■ What the task asks ■
Every record should be written out exactly, please.

═════ Source records ═════

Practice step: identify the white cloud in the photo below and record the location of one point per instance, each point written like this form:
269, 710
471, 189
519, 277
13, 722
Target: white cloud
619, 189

═════

■ Task result ■
Practice step: identify the white cloud in the photo below and record the location of one point per instance, each point written like this form:
269, 710
471, 189
519, 277
13, 722
Target: white cloud
619, 189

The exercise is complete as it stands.